_DATA EXCERPTS:_
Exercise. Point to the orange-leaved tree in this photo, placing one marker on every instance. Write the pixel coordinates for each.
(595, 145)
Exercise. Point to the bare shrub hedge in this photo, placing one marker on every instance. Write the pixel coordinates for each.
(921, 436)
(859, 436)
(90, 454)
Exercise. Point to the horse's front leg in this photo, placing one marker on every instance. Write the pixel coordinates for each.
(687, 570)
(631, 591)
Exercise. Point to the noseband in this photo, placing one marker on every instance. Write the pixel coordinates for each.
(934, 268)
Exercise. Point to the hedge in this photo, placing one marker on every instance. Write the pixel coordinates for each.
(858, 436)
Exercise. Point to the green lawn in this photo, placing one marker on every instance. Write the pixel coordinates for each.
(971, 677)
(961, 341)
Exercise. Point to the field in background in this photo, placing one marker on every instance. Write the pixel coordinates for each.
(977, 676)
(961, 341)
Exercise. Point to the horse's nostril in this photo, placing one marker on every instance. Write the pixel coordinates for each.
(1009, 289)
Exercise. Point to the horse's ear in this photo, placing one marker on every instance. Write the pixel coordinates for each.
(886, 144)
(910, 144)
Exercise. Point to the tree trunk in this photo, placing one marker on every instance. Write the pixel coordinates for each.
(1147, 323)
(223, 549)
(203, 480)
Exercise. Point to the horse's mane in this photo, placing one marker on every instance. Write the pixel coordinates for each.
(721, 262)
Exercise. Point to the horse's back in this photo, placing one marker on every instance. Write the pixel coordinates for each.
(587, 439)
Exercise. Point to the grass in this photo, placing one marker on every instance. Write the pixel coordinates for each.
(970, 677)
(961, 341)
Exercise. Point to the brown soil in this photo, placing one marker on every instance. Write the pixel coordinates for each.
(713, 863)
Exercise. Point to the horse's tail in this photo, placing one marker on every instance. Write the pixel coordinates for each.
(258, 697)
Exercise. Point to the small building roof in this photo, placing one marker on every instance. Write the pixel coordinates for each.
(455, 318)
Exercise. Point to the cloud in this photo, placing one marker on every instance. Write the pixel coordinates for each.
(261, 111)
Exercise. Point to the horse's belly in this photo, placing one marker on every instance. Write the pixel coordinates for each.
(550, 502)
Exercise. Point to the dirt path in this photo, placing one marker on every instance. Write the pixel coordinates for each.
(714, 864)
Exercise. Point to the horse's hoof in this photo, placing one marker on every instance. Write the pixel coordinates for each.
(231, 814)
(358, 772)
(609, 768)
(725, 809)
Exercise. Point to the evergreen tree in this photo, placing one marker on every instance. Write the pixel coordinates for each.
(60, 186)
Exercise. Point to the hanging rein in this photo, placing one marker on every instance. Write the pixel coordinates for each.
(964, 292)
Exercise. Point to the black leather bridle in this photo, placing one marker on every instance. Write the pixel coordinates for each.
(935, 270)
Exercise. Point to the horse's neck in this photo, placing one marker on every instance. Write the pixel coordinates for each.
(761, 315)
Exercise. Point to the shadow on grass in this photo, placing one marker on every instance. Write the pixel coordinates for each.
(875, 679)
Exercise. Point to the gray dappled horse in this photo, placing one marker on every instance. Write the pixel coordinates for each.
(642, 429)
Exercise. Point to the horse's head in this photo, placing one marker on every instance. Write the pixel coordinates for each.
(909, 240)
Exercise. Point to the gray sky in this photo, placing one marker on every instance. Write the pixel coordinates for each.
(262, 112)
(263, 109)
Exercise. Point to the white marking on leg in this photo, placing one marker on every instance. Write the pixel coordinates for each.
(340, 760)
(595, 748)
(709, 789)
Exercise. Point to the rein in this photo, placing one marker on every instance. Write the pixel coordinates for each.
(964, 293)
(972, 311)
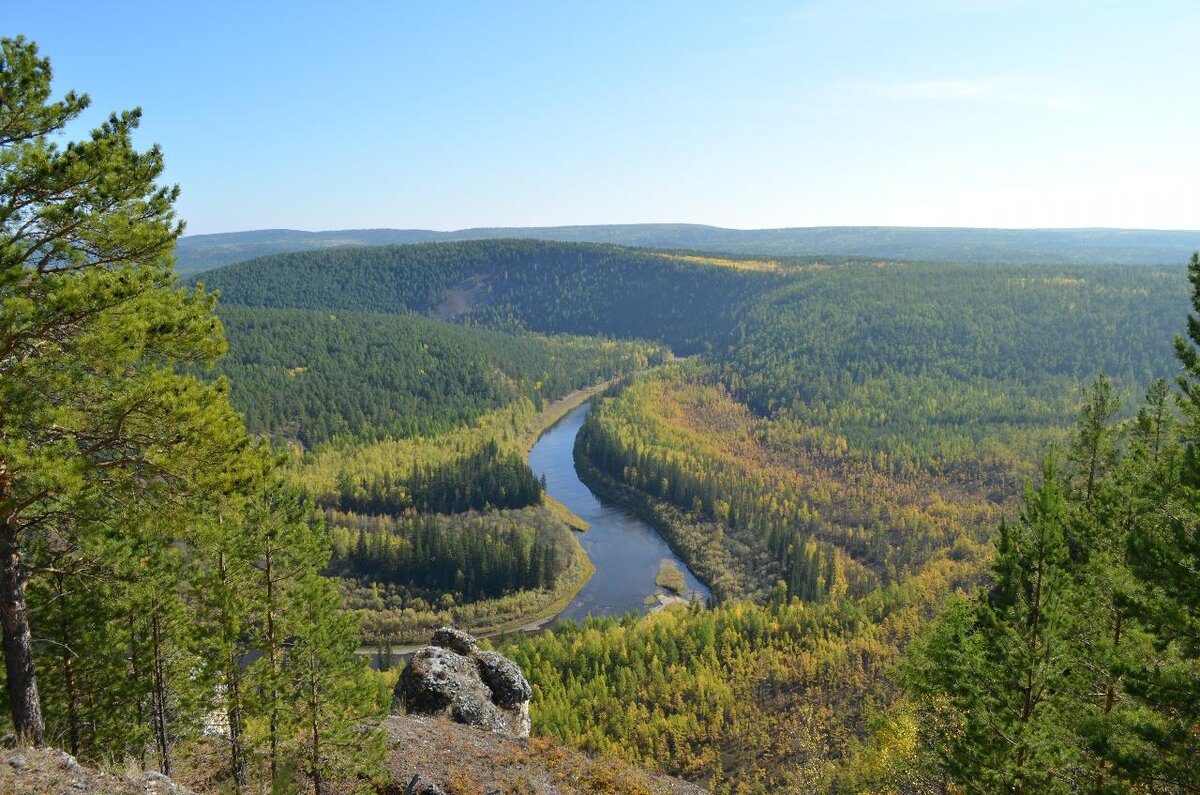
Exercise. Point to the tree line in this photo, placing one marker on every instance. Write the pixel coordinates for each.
(148, 549)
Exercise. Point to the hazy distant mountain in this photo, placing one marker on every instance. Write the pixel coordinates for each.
(1032, 246)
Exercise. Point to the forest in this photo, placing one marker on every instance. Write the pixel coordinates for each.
(948, 513)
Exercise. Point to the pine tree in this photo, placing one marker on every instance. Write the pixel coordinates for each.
(997, 670)
(331, 691)
(1164, 555)
(94, 418)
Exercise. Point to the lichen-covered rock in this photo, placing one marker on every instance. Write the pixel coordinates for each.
(504, 679)
(454, 679)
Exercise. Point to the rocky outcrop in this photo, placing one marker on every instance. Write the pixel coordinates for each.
(447, 757)
(451, 677)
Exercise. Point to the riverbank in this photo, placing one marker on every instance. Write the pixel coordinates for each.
(549, 417)
(688, 548)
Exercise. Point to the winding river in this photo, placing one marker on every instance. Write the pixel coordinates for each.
(627, 551)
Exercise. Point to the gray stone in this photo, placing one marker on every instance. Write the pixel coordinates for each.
(504, 679)
(454, 679)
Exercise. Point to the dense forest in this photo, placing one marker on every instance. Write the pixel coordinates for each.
(984, 246)
(511, 285)
(313, 376)
(948, 513)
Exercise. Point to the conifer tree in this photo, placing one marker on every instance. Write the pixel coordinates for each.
(94, 418)
(1000, 669)
(1164, 555)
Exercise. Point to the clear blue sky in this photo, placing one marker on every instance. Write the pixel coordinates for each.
(323, 115)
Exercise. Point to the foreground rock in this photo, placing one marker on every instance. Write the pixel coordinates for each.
(453, 679)
(34, 771)
(451, 758)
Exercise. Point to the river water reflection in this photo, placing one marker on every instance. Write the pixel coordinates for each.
(625, 550)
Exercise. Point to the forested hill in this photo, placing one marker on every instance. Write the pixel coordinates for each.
(972, 245)
(514, 286)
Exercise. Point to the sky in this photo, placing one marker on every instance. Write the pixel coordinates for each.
(444, 115)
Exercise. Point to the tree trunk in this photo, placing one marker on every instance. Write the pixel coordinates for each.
(273, 657)
(69, 669)
(18, 643)
(160, 698)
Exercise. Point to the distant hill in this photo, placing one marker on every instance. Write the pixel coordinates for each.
(1021, 246)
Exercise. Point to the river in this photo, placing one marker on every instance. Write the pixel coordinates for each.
(627, 551)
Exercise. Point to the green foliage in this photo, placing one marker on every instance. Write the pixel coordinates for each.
(123, 477)
(313, 376)
(522, 285)
(1079, 669)
(473, 556)
(965, 370)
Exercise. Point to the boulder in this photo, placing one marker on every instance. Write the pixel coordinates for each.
(451, 677)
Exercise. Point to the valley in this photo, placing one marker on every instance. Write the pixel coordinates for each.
(634, 508)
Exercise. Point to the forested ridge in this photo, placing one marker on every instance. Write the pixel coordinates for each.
(310, 376)
(551, 287)
(948, 513)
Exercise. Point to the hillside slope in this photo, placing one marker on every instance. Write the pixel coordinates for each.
(1032, 246)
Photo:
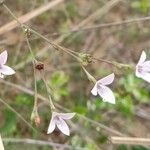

_PROMPT:_ Every line above should be transcribed word for word; leave the pictures out.

_PROBLEM SOLUTION:_
Exercise. Point to the orange-leaved tree in this photo, placing one marker on every instance. Write the pixel coordinates for each.
(595, 145)
Exercise. Point to the bare shrub hedge in this photo, placing one marker on every instance. Write the pixel coordinates for each.
(921, 436)
(859, 436)
(90, 454)
Exercise. Point to the horse's front leg in this photo, placing one marker on every instance. Write the pixel coordinates for each.
(687, 570)
(631, 591)
Exercise. Point to the noseband in this photo, placing one marker on every instance. Write the pixel coordinates for each.
(934, 268)
Exercise. Point to the hedge in this photo, placing one marker on every instance. Write the pixel coordinates for each.
(858, 436)
Exercise. Point to the green lawn in this photo, placing one marker on every instance. Write the pixel coordinates for each.
(971, 677)
(961, 341)
Exercise. Point to the field in background in this photo, placing one marker on every instance. Write the pixel coordinates for each.
(977, 676)
(961, 341)
Exercise. Point to the horse's nostril in this photo, placing one marker on every instance. Write the pixel coordinates for each.
(1009, 289)
Exercise. Point to the horse's ear in this photo, placing one marker on every instance. Write the pixel coordinates for each.
(886, 144)
(910, 144)
Exercise. Point to the tree trunk in this photo, placing one marker on every instance. Write the pixel coordinates for each.
(1147, 323)
(223, 549)
(203, 480)
Exercise. Point to the horse's mane in this photo, placing one marker on every instance. Write the pixel coordinates for each.
(721, 262)
Exercise. Point to the horse's back in this photo, placing one marker on every instance. Write the pixel coordinates for each.
(587, 439)
Exercise. Point to the grass in this photo, placing one marker on every instance. Write the pixel coordinates for each.
(970, 677)
(961, 341)
Exercise. Point to the brown soil in this photo, placing one marker on every instance. Write the pixel coordinates for each.
(713, 863)
Exercise. Point to the horse's tail in this photo, placing one marker on every instance. Write the pixel coordinates for each.
(258, 697)
Exercise. Point to the small building roof in this photo, placing one marker on every instance. Write the pixel coordinates for each.
(455, 318)
Exercise. Point to the cloud in this photo, placing one marker on every instance. Write the pixel coordinates for each.
(261, 111)
Exercise. Point to the horse's belly in this photo, placing one marker on every instance. Write the pixel coordinates for each.
(550, 502)
Exercise. Point to the dirt path in this photo, placing one marker on every instance. Write the pixel coordinates for each.
(714, 864)
Exercise. Point to the horse's hoof in this photo, placing one marker on every instance. Write the pixel coordinates for each.
(231, 814)
(358, 772)
(609, 768)
(725, 809)
Exercise. Point to the evergreen tree in this photo, placing one marker on every instance. Write the pixel coordinates for each.
(60, 186)
Exercise. Point to the hanging rein in this photo, placing one marker on every instance. Write the pixel coordinates for each.
(964, 292)
Exercise. Point to the black leather bridle in this photo, placing one marker on every instance. Write the pixel coordinates for each.
(935, 270)
Exercise. Point to the horse's neck in this photo, placing one marker on every instance. Write the pixel coordinates for each.
(761, 315)
Exercise. Point to the shadow on grass in this photo, placing one marker on every instance. Write the pixel coordinates for each.
(875, 679)
Exercise. Point to the gray dappled horse in this photo, placing one marker on every instance. Write the pixel coordinates for each.
(642, 429)
Exercise. Point to the horse's head in this photo, placing one marker on every instance. Write the pixel coordinates for each.
(909, 240)
Exercise. Point to the gray sky in this photo, placing one marker on every instance. Write the pixel coordinates for each.
(262, 112)
(263, 109)
Exercise. Point to the white marking on leg in this photo, placing one marker on every instance. Write the pixel coordinates for each.
(340, 760)
(595, 748)
(709, 789)
Exercise. Point to the rein in this photo, placing one marker on every instance. Write the pixel coordinates for each.
(964, 293)
(972, 311)
Exercise. Point to the tree line in this photo, placing one marker on every instance. Write the pixel coordinates for each.
(148, 549)
Exercise. Point to the hazy distant mountain in this photo, placing one marker on every instance. Write the pixel coordinates for each.
(1032, 246)
Exercise. Point to the forest in this photo, placing one marker on every instance. Write the pixel coordinates for each.
(948, 513)
Exercise. Point to the pine tree in this photo, placing one marker on every instance. Write the pixel coordinates for each.
(997, 670)
(331, 691)
(1164, 555)
(94, 418)
Exercise. Point to the lichen-covered rock in this photo, placing one marker on every instance. Write the pixel coordinates for each.
(504, 679)
(454, 679)
Exercise. Point to the rocky outcrop in this photo, placing one marker on every instance. Write the pixel coordinates for each.
(447, 757)
(451, 677)
Exercise. Point to the riverbank in this photo, placing one marker on every instance. Write the pixel coordinates for each.
(549, 417)
(688, 548)
Exercise. Point to the winding river in this photo, placing one marker on every instance. Write the pixel coordinates for each.
(627, 551)
Exercise. Point to the gray stone in this photo, placing one marker on every instance. Write the pixel coordinates for each.
(504, 679)
(454, 679)
Exercise. Point to the dense forest in this photo, placing one marker on every instance. Write the pixel coordinates for each.
(984, 246)
(511, 285)
(313, 376)
(948, 513)
Exercise. Point to the conifer tree in this photo, placing one marker on every instance. Write the pixel coordinates for each.
(94, 418)
(1000, 669)
(1164, 555)
Exercise. Point to the clear blue sky in this photo, placing one marker on every instance. Write the pixel coordinates for each.
(323, 115)
Exercise. Point to the foreground rock in this photo, placing one marker on every instance. Write the pixel coordinates for each.
(453, 679)
(34, 771)
(451, 758)
Exercise. Point to the river water reflection in this photo, placing one marker on every instance. Write the pixel coordinates for each.
(625, 550)
Exercise. Point to the forested hill in this photo, placing one marker on every instance. Write the pixel coordinates for each.
(972, 245)
(514, 286)
Exercise. Point to the sky in this photo, placing one marker on every instance. Write the pixel coordinates for each.
(444, 115)
Exercise. Point to the tree trunk in this photo, placing one marker on every instance. Write the pixel coordinates for each.
(273, 657)
(69, 669)
(18, 643)
(160, 698)
Exercise. Point to the distant hill in this photo, placing one marker on every instance. Write the pixel coordinates for each.
(1021, 246)
Exercise. Point to the river in this photo, placing one marker on every instance. Write the pixel coordinates for each.
(627, 551)
Exercise. Point to the green foliage in this photo, placing one marker on every instance. Write the pixel coordinates for each.
(123, 477)
(313, 376)
(522, 285)
(1079, 669)
(473, 556)
(965, 370)
Exercise. Point to the boulder in this photo, placing one marker on every instance. Write the pixel coordinates for each.
(451, 677)
Exercise. Point to the valley in this photo, placing one marker on every instance. Write the pixel coordinates for each.
(634, 508)
Exercise. Point to the forested ridge in this photo, placing one marker on every instance. Write the pixel coordinates for each.
(310, 376)
(551, 287)
(948, 513)
Exercise. Point to the hillside slope in this photo, placing one marker on every instance. Write the pixel coordinates for each.
(1032, 246)
Photo:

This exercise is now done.